TEXT SEGMENT
* * *

South Korea Government wants to censor HTTPS traffics - salty_sauce
https://translate.google.com/translate?sl=auto&tl=en&u=http%3A%2F%2Fwww.mcst.go.kr%2Fweb%2Fs_notice%2Fpress%2FpressView.jsp%3FpSeq%3D16672
======
lifthrasiir
The attachment details on the method of censorship: basically a DNS-based
method for now, and will transition to an SNI-based method until 2019. Funnily
though there had been multiple successful investigations dealing with the
illegal copies of copyrighted works in South Korea. This particular censorship
attempt is a result of the stronger demand from publishers to censor
problematic websites as soon as possible---a bit of questionable development.

* * *

REQUIREMENTS
(1) Decide whether each statement agrees with the thread on South Korean HTTPS censorship: (a) the censorship currently relies on a DNS-based method; (b) the move to an SNI-based method is planned for 2021; (c) the attempt comes from stronger demand by publishers. Answer yes or no for each and quote the deciding words of the thread.
(2) Write the next part of the thread on South Korean HTTPS censorship, picking up after its final sentence.
The data that follows has no connection to the thread on South Korean HTTPS censorship.

(Entries from a point annotation set)
* * *

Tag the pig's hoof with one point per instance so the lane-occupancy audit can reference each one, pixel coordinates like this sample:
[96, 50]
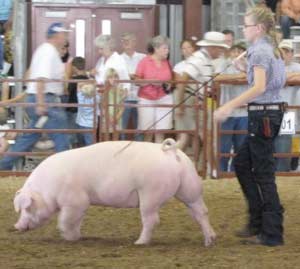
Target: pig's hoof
[141, 242]
[210, 241]
[71, 236]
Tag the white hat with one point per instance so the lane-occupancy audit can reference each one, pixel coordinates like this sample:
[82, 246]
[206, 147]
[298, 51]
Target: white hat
[286, 44]
[216, 39]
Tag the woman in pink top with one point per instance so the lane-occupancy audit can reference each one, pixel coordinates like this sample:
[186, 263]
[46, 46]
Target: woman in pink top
[155, 66]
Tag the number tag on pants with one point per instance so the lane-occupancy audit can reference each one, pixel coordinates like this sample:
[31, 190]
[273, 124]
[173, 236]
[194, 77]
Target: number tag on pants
[288, 123]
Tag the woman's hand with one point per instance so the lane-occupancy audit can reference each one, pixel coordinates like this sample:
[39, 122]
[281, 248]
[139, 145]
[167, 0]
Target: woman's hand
[222, 113]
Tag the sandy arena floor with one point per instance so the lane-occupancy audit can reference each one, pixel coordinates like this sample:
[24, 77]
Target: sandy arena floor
[108, 235]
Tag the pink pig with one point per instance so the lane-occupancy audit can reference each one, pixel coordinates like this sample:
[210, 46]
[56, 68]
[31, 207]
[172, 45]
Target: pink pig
[116, 174]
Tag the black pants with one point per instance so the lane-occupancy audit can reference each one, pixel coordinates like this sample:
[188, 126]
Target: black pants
[255, 170]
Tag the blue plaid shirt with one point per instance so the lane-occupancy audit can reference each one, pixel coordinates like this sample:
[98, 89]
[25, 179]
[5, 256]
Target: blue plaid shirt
[261, 53]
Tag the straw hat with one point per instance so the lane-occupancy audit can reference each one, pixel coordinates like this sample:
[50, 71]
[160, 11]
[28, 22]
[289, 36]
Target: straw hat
[215, 39]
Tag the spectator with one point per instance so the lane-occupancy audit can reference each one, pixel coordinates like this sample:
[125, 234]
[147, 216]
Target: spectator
[8, 53]
[67, 60]
[114, 95]
[78, 71]
[229, 37]
[200, 68]
[109, 58]
[184, 121]
[132, 58]
[290, 15]
[85, 119]
[155, 66]
[46, 64]
[283, 143]
[5, 14]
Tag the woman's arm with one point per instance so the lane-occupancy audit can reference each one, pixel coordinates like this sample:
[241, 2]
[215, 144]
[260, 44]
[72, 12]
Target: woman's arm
[223, 112]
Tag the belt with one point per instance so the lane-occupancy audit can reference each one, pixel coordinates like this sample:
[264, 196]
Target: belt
[261, 107]
[46, 93]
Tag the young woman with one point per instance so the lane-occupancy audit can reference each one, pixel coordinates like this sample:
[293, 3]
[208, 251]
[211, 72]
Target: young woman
[254, 163]
[155, 66]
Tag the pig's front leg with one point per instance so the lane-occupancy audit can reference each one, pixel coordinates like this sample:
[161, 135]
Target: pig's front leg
[199, 212]
[69, 222]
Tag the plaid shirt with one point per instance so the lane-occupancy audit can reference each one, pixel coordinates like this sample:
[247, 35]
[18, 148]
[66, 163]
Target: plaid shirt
[261, 54]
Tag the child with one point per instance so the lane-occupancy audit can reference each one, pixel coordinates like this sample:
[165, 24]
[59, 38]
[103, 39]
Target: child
[114, 95]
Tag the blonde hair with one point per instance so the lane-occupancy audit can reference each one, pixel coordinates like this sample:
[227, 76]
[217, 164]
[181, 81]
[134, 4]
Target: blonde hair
[263, 15]
[110, 73]
[105, 41]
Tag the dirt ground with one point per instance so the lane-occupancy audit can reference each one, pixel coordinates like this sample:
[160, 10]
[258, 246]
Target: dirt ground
[108, 235]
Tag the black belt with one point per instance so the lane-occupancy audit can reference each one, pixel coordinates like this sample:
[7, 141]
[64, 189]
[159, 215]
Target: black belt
[262, 107]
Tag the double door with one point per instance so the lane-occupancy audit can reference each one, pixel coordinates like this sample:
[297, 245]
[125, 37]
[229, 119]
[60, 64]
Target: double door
[87, 22]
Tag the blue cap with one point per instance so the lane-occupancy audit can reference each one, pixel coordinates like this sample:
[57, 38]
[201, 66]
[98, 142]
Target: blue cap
[56, 27]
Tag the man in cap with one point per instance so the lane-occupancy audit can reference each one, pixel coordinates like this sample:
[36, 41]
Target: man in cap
[46, 64]
[199, 67]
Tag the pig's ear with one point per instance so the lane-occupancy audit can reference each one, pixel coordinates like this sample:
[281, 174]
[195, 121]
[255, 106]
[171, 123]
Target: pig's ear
[22, 201]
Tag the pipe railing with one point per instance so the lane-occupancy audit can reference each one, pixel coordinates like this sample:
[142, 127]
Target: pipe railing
[116, 132]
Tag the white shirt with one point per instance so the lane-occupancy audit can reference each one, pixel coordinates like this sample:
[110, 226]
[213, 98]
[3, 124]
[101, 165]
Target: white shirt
[132, 63]
[180, 67]
[199, 67]
[46, 63]
[117, 62]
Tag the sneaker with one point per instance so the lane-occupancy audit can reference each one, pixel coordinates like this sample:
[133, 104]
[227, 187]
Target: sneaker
[259, 240]
[246, 232]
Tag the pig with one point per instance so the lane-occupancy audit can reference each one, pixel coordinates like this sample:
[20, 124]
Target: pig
[118, 174]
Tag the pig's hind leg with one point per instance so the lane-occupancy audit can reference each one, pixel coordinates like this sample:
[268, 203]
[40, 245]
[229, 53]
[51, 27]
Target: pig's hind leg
[149, 208]
[69, 220]
[199, 212]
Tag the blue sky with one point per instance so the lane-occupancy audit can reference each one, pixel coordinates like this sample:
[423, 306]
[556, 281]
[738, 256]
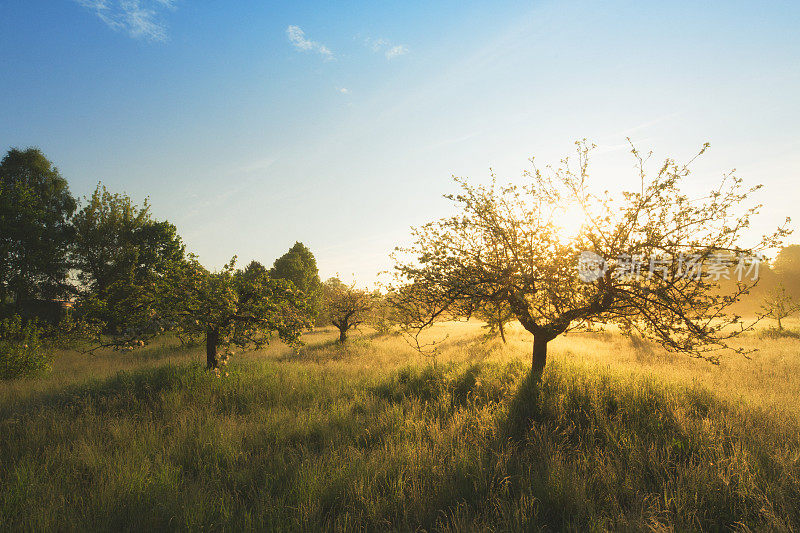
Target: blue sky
[254, 124]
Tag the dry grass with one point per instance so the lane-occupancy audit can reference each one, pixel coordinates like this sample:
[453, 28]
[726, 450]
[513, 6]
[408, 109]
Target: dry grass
[620, 436]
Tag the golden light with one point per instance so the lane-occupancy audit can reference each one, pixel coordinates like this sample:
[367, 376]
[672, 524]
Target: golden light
[569, 219]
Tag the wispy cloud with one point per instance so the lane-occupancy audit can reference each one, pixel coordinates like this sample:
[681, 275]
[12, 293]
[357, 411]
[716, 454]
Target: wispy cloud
[396, 51]
[140, 19]
[298, 39]
[389, 50]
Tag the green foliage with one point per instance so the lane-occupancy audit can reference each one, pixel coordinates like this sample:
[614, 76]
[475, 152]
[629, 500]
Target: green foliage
[23, 353]
[505, 249]
[125, 261]
[778, 304]
[35, 210]
[346, 306]
[299, 266]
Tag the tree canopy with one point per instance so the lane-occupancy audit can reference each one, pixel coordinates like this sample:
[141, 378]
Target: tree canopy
[346, 306]
[299, 266]
[505, 247]
[35, 231]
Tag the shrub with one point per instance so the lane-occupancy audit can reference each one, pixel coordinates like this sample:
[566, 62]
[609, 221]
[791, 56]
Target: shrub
[22, 351]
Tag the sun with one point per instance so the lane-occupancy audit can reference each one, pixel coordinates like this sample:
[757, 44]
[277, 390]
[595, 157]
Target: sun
[569, 219]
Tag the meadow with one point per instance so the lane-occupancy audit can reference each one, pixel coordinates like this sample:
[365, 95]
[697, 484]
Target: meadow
[370, 436]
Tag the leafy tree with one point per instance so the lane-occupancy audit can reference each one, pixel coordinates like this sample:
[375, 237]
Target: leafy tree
[35, 210]
[235, 309]
[383, 316]
[346, 306]
[120, 252]
[23, 353]
[227, 310]
[299, 266]
[506, 247]
[778, 304]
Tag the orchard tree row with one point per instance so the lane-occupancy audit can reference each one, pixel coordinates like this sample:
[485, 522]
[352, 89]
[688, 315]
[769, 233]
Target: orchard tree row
[106, 269]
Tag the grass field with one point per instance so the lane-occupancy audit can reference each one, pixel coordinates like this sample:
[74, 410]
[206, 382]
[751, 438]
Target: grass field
[620, 435]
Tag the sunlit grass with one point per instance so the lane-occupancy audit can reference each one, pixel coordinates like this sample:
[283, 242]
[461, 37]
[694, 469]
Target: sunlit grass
[621, 436]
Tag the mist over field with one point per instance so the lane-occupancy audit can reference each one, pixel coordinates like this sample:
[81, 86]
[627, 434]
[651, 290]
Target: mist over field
[399, 267]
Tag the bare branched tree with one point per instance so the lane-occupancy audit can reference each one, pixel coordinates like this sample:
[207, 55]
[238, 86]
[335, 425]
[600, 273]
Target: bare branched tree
[506, 247]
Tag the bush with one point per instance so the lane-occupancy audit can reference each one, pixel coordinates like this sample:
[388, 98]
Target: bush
[22, 352]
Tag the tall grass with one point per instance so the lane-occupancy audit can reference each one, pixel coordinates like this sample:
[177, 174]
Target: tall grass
[365, 437]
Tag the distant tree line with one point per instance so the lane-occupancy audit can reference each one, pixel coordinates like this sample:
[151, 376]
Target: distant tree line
[106, 271]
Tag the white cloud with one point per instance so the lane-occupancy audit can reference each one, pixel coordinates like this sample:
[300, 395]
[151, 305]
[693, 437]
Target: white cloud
[140, 19]
[382, 45]
[396, 51]
[298, 39]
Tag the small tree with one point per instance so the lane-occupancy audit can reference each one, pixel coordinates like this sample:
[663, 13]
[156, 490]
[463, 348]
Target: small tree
[346, 306]
[227, 310]
[506, 246]
[299, 266]
[778, 304]
[235, 309]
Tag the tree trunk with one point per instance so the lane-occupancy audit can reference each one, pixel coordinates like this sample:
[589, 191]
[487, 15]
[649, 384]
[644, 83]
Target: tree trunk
[501, 328]
[539, 357]
[212, 339]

* * *

WRITTEN RESPONSES
(1)
(a) Yes: "basically a DNS-based method for now"
(b) No: "will transition to an SNI-based method until 2019"
(c) Yes: "a result of the stronger demand from publishers"

(2)
------
peremen
As the main text is included in the HWP file of the original press release in
Korean, here is Google Translate link of archived cached copy of Google:

[https://translate.google.com/translate?hl=ko&sl=ko&tl=en&u=h...](https://translate.google.com/translate?hl=ko&sl=ko&tl=en&u=https%3A%2F%2Fweb.archive.org%2Fweb%2F20180502063013%2Fhttp%3A%2F%2Fwebcache.googleusercontent.com%2Fsearch%3Fq%3Dcache%3AkrC8jFYUnxQJ%3Awww.korea.kr%2Fcommon%2Fdownload.do%253FfileId%253D185942541%2526tblKey%253DGMN%2B)